**The problem:** Find the line holding "of the plant" in the entries below. Give it again exactly, along with every line after it up to and including the line holding "the flower cluster".
***** Data listing
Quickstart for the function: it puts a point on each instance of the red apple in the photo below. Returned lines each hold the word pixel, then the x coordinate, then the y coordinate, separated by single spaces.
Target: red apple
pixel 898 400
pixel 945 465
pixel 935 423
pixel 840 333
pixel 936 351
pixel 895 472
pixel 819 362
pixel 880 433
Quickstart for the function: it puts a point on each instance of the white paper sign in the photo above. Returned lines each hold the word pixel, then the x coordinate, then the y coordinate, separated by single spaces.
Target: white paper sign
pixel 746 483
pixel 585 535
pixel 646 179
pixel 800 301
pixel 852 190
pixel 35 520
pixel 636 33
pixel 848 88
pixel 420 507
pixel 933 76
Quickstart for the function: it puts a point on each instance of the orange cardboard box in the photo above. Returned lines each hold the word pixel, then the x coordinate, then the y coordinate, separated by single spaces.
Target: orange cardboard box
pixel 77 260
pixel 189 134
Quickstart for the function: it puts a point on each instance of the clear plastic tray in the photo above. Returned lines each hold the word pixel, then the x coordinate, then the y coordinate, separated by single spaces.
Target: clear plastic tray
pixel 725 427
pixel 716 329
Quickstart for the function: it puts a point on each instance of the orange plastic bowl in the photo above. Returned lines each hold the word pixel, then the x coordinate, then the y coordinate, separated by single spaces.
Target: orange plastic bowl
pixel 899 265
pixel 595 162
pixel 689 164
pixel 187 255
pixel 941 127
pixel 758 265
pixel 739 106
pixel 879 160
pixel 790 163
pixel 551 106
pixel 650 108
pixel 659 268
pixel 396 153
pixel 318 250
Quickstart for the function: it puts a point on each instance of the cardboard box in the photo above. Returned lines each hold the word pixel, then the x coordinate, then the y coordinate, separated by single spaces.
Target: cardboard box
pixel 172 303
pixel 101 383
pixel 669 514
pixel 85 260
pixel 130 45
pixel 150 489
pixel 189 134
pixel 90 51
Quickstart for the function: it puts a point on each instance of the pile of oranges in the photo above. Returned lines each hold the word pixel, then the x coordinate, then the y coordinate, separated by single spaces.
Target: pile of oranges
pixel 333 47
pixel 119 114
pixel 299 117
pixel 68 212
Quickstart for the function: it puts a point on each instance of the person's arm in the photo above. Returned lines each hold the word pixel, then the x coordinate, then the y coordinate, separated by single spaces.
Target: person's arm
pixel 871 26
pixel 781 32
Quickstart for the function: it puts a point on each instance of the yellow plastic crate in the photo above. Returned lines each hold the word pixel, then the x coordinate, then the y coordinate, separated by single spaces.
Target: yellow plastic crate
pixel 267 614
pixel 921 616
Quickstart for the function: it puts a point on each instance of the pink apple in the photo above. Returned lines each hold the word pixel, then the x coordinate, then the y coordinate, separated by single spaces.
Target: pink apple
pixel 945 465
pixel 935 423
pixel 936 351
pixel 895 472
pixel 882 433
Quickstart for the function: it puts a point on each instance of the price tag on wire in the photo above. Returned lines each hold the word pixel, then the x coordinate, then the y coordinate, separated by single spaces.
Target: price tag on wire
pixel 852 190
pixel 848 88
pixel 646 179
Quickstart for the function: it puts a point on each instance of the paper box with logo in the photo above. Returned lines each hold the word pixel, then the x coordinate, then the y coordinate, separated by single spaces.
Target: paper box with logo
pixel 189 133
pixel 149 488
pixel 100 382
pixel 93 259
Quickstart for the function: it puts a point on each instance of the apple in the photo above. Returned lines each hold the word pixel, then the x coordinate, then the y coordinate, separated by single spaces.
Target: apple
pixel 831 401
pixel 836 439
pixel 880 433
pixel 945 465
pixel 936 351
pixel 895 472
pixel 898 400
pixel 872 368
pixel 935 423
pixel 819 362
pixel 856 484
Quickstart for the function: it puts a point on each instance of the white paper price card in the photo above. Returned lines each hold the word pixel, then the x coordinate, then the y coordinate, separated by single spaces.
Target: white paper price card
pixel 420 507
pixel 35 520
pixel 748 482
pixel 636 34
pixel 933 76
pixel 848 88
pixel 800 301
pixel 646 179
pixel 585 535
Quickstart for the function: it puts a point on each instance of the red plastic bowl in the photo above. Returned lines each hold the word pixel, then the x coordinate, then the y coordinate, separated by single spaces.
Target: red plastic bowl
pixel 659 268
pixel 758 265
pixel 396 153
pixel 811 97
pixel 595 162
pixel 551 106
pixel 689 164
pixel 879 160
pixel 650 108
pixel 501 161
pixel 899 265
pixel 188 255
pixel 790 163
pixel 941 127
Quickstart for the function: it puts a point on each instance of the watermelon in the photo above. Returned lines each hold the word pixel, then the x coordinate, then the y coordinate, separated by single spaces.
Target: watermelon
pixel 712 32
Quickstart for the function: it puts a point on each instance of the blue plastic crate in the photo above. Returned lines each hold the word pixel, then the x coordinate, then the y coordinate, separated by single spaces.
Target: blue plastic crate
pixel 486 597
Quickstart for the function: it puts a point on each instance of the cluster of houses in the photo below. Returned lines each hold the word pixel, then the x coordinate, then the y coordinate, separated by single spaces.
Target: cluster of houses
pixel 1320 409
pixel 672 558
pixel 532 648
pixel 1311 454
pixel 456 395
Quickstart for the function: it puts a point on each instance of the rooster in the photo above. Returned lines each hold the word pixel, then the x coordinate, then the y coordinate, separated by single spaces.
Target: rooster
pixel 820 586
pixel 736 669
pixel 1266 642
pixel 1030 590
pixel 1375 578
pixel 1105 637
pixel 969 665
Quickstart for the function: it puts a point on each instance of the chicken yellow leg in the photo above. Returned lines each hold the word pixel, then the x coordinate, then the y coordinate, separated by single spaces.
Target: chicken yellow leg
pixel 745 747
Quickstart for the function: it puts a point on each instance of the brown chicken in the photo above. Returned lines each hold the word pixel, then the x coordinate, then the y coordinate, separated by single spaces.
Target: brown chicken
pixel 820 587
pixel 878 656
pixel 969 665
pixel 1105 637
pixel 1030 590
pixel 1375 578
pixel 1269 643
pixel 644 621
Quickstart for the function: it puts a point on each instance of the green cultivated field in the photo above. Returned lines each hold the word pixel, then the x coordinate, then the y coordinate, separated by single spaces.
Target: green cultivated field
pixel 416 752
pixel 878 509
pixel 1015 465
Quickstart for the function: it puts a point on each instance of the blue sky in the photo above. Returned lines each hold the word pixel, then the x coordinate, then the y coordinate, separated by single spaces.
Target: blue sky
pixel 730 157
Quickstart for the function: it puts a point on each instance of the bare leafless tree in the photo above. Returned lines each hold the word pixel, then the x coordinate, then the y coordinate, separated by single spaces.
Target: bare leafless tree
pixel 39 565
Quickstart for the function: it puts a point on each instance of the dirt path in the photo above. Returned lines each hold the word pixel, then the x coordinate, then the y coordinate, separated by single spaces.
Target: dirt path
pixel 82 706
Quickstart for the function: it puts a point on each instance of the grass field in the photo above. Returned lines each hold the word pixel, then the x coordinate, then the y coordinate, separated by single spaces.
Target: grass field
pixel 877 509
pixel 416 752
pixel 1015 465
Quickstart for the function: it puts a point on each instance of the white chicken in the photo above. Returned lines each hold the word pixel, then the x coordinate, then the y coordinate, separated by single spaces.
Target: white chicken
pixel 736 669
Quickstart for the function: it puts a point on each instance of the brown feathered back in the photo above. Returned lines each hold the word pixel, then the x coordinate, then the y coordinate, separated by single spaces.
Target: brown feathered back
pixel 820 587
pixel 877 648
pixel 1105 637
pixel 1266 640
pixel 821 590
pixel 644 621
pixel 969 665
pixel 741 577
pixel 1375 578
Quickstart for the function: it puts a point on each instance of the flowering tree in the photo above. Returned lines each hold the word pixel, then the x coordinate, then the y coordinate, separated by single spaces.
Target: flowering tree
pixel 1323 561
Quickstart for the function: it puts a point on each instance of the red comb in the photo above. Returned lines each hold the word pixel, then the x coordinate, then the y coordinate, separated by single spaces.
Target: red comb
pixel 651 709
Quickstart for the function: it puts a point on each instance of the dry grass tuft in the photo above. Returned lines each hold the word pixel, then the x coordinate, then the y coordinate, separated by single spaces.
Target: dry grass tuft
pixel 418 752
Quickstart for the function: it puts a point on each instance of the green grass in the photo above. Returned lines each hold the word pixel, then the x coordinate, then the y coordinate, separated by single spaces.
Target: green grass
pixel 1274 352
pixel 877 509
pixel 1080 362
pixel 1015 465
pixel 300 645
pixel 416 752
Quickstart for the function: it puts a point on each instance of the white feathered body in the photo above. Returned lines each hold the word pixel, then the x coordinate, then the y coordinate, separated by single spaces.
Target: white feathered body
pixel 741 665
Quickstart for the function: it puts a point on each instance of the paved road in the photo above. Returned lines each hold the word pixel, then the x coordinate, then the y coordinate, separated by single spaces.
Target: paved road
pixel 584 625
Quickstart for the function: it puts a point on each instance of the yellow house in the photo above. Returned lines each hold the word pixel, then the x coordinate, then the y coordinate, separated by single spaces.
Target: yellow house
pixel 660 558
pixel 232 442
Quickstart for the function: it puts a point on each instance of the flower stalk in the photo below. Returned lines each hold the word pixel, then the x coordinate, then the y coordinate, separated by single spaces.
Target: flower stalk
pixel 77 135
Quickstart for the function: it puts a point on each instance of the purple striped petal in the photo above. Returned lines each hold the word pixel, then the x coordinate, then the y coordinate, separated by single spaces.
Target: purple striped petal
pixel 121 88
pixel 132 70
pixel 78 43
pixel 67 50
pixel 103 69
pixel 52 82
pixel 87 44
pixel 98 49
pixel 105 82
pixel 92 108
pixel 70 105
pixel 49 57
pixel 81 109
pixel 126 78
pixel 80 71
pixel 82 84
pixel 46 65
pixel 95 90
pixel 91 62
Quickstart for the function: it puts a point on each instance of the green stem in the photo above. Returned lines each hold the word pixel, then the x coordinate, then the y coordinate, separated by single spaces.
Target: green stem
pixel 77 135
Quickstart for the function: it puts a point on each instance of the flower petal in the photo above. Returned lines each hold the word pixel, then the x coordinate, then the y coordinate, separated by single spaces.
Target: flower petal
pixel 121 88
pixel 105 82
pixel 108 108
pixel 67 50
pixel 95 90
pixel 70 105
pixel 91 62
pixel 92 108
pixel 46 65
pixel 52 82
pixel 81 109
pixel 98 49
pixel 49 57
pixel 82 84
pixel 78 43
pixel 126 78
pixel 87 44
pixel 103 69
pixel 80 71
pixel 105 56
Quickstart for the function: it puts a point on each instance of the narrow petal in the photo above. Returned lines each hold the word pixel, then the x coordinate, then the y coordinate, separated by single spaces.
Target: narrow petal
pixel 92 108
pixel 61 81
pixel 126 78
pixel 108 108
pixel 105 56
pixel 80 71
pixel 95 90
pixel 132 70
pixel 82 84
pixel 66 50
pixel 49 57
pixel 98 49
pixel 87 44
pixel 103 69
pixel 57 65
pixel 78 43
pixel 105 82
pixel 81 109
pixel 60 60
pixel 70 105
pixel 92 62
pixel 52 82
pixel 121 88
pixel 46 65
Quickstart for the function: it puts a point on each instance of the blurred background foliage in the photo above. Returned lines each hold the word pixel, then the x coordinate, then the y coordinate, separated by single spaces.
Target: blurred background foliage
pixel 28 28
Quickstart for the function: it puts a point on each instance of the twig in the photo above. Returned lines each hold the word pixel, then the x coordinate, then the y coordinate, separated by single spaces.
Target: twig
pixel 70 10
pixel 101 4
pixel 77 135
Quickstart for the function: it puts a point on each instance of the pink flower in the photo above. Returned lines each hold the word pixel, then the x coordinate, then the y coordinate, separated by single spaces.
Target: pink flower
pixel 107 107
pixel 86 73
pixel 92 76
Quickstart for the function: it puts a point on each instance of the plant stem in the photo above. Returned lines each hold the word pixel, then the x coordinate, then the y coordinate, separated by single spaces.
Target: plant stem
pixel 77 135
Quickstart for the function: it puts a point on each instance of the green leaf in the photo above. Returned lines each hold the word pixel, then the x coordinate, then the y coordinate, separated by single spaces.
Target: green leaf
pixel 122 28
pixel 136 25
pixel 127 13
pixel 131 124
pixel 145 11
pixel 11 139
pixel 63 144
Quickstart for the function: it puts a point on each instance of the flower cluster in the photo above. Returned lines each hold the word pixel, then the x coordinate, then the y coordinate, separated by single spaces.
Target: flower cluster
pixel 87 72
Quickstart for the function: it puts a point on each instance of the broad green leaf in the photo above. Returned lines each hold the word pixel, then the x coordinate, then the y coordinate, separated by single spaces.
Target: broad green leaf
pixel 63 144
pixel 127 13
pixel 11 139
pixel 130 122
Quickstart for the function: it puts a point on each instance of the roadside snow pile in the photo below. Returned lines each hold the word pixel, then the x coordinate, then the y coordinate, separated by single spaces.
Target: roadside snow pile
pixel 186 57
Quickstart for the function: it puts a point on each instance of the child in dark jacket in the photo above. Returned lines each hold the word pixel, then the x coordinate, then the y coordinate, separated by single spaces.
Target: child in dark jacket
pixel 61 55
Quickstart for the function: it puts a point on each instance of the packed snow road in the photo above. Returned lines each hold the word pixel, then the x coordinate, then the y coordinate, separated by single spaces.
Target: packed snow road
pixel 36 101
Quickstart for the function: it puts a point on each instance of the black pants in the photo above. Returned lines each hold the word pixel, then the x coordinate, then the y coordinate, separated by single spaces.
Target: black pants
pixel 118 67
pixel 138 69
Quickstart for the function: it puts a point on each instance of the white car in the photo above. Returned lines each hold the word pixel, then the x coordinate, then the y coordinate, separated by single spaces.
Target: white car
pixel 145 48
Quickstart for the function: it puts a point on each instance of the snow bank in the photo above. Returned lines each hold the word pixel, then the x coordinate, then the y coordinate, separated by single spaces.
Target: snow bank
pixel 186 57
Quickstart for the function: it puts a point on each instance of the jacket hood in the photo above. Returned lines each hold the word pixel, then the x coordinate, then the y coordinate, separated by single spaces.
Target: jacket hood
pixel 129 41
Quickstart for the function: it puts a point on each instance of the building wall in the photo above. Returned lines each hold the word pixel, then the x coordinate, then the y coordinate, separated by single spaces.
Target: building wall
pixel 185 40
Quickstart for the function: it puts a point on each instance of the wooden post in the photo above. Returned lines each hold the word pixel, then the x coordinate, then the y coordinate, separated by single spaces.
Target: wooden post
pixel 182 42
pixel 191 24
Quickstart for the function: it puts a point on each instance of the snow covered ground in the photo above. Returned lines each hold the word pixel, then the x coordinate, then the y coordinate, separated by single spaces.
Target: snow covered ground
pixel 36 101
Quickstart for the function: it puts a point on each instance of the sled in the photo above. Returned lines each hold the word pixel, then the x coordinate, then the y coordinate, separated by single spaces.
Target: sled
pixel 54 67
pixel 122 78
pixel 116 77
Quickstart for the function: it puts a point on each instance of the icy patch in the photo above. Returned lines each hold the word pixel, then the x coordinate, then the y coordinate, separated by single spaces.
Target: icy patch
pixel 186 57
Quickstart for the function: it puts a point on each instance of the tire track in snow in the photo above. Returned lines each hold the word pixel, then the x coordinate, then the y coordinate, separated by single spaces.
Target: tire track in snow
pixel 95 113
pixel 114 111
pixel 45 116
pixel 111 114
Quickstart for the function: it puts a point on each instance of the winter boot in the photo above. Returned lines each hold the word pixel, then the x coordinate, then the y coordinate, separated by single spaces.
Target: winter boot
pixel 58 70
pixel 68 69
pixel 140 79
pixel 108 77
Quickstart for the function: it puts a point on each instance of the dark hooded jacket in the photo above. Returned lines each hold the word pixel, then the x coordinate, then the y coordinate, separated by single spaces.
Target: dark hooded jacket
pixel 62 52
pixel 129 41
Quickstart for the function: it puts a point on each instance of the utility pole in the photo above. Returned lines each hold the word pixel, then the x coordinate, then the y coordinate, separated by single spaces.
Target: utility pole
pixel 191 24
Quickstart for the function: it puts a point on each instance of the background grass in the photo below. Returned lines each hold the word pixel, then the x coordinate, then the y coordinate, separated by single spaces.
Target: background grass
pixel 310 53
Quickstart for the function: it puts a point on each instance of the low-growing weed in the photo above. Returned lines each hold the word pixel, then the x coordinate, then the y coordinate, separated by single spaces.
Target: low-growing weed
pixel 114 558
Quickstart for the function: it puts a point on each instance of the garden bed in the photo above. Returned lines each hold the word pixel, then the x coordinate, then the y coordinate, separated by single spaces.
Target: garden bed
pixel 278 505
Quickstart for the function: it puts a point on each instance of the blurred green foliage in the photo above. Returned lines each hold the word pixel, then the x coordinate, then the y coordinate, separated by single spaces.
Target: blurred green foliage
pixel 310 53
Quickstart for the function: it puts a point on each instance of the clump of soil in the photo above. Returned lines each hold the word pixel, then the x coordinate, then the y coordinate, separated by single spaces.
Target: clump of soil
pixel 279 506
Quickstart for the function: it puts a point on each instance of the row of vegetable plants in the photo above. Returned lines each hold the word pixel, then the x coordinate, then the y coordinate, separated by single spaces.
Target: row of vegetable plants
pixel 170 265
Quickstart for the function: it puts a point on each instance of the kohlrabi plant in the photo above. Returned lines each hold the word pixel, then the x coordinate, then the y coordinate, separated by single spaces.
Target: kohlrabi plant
**********
**Response to the exercise:**
Quickstart for the function: it puts a point on each instance of the plant stem in the photo above. Returned lines each hold the word pixel, then the x coordinate, then the y coordinate, separated by single spaces.
Target: plant stem
pixel 77 135
Quickstart for the function: it puts a point on each instance of the green leaf in the photo above. Returned lines each hold the word pixel, then the x coordinate, then the y coordinate, separated by single spaces.
Target: green leaf
pixel 122 28
pixel 136 25
pixel 127 13
pixel 131 124
pixel 145 11
pixel 11 139
pixel 63 144
Quickstart for the function: it puts a point on each instance of the flower cluster in the photo above. Returned lines each hold the word pixel, then the x coordinate, then the y coordinate, separated by single spaces.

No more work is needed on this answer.